Given exercise 1: Using the Azure App Service profiling passage, decide whether each statement agrees with it: (a) Advanced Tools is opened from the App Service blade in Azure. (b) Microsoft recommends profiling sessions of at least 15 minutes. (c) On a Web App with multiple instances, a profiling session runs on every instance at once. For each, answer yes or no and quote the words of the passage that decide it.
Given exercise 2:
Answer these questions from the Azure App Service profiling passage:
(a) Which process is the one most likely to be profiled?
(b) How long can a session started from the kudu site run before it is terminated?
(c) What kind of file can be saved after profiling stops?
Given exercise 3: Pick up the Azure App Service profiling passage after its final sentence and continue it.

Provided passage:
·····

If your process is running slower than expected, or the latency of HTTP requests are higher than normal and the CPU usage of the process is also pretty high, you can remotely profile your process and get the CPU sampling call stacks to analyze the process activity and code hot paths.

Step 1. Open process explorer

Go to Azure and open App Service blade and click on Advanced Tools. Advanced Tools provides a collection of developer oriented tools and extensibility points for your App Service Apps. Or navigate to your site's scm endpoint (.scm.azurewebsites.net).

Click on Process Explorer. Here you will see all the processes running in the site's context:

Step 2. Start Profiling

Click the Start Profiling button for the process you wish to profile, (most likely the w3wp.exe process). Run your scenario or wait few minutes, then click the Stop Profiling button.

After few seconds, the browser should bring up the file download option. Now, you can save diagsession file.

Microsoft doesn’t recommend to run a profiling session for more than one to two minutes because profiling can produce large files. The profiling session will be terminated if a session is started from the kudu site and is running for more than 15 minutes. If your Web App is running on multiple instances, you can connect to the scm site for the instance you’d like to profile and start a profiling session on that instance only.

·····

Given records:
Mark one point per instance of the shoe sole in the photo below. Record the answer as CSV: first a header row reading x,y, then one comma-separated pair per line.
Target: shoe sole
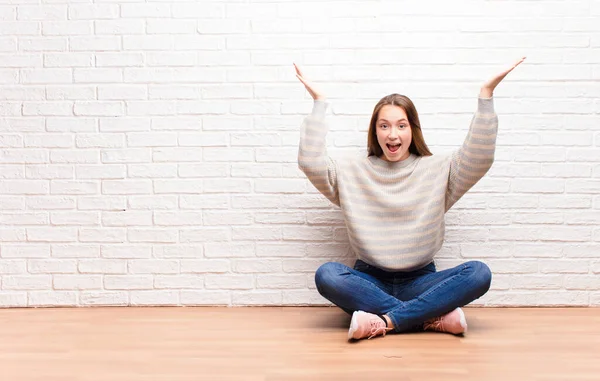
x,y
353,326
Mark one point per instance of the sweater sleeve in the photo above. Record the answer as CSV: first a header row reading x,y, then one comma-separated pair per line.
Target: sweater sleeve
x,y
472,161
319,168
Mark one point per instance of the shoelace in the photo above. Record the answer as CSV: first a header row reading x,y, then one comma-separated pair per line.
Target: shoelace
x,y
377,328
434,324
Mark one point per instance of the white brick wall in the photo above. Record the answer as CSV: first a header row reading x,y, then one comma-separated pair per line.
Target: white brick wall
x,y
147,150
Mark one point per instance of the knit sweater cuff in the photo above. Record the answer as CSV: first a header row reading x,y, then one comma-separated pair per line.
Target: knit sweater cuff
x,y
485,105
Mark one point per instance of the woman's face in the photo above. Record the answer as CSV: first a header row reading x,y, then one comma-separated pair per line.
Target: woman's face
x,y
393,133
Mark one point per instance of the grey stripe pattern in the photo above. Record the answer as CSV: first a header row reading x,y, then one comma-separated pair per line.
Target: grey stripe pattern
x,y
394,212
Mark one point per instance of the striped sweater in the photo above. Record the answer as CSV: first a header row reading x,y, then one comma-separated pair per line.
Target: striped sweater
x,y
394,211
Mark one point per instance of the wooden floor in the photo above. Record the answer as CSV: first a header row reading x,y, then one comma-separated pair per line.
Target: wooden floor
x,y
283,344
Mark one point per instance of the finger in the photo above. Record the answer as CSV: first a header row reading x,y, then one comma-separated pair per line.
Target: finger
x,y
304,82
298,70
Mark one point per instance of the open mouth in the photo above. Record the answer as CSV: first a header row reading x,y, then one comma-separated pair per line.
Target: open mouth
x,y
394,147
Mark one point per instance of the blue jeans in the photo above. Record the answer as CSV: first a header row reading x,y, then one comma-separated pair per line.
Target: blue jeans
x,y
407,298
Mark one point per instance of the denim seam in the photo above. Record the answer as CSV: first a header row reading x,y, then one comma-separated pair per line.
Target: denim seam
x,y
428,292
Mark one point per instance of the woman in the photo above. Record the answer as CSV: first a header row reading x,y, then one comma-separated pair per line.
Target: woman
x,y
394,201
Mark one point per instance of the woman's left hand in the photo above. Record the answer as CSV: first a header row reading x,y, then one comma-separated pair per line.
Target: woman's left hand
x,y
488,88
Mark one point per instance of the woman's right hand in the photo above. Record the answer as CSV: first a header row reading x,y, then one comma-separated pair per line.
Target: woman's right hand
x,y
310,87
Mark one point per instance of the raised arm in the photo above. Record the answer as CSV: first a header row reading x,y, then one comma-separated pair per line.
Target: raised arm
x,y
474,159
319,168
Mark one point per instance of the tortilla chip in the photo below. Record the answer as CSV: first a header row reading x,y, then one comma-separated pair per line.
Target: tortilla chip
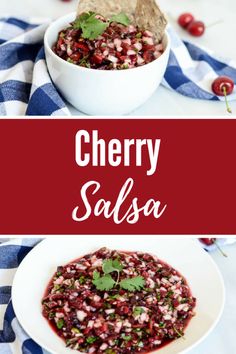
x,y
144,13
107,8
149,16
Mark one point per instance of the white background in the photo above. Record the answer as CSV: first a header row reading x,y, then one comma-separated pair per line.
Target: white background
x,y
222,339
220,38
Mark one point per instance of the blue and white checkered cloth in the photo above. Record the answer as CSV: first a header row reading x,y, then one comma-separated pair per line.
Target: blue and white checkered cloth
x,y
13,339
26,87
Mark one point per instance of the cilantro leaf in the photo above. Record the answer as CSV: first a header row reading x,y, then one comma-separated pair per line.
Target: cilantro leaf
x,y
132,284
104,283
110,265
96,275
121,18
138,311
117,264
91,26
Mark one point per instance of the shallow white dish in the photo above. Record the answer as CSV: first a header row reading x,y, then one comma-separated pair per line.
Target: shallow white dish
x,y
102,92
185,255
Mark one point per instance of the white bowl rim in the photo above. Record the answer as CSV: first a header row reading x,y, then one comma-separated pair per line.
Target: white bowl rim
x,y
108,72
184,351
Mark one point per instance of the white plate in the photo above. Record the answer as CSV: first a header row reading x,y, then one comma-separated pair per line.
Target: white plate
x,y
185,255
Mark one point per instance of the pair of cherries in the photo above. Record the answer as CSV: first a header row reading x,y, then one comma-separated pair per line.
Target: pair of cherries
x,y
188,22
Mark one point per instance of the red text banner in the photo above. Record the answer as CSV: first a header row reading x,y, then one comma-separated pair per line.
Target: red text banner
x,y
117,176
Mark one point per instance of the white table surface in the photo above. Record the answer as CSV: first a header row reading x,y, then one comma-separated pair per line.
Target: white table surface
x,y
222,339
220,38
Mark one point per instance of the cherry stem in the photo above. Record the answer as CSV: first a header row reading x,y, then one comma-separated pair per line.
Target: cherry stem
x,y
219,248
226,100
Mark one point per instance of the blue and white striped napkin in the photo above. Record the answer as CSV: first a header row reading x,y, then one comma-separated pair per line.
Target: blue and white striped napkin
x,y
13,339
26,87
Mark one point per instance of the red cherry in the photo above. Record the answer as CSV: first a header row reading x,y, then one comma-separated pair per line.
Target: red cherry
x,y
196,28
185,19
223,86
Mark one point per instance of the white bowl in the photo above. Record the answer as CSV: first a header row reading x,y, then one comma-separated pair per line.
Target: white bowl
x,y
187,256
102,92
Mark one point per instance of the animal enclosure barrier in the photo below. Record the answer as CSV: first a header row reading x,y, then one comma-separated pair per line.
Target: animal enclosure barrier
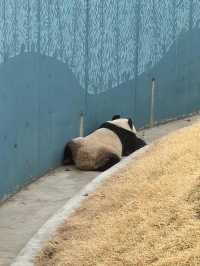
x,y
67,65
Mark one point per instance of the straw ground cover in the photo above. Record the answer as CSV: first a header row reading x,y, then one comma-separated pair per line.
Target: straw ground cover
x,y
146,214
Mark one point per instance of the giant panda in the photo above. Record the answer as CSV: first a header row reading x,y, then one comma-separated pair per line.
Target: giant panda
x,y
104,147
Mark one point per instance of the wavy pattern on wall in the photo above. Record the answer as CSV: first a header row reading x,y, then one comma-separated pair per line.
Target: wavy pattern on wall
x,y
104,42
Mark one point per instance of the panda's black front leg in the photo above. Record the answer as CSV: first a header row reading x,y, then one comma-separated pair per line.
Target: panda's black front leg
x,y
68,157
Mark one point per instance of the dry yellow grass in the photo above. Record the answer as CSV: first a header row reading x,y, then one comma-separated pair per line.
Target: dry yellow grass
x,y
147,214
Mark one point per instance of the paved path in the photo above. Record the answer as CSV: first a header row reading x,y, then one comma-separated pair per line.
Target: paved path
x,y
23,214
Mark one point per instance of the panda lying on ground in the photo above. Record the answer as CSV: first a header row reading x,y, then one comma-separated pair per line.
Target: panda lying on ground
x,y
104,147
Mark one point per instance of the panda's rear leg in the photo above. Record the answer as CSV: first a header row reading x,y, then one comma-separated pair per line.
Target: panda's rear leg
x,y
67,157
109,162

·····

Task output 1:
(a) Yes: "Go to Azure and open App Service blade and click on Advanced Tools."
(b) No: "Microsoft doesn’t recommend to run a profiling session for more than one to two minutes because profiling can produce large files."
(c) No: "you can connect to the scm site for the instance you’d like to profile and start a profiling session on that instance only."

Task output 2:
(a) The w3wp.exe process.
(b) Up to 15 minutes; a session running for more than 15 minutes is terminated.
(c) A diagsession file.

Task output 3:
Step 3. Analyze diagsession file

The generated profile is a .diagsession file can be opened with Visual Studio 2017.

Once you open a profile in Visual Studio 2017 you will see the all familiar profiling pages where you can easily drill down into specifics of your profiling sessions and locate the bottleneck. Below is our profile session from real Virto Commerce application suffering from a prolonged period of high CPU.

By the way, diagsession file is common zip package with .etl file inside. So, you can rename the extension to a .zip file and open the .etl file inside the zip in any tool which understands ETW events.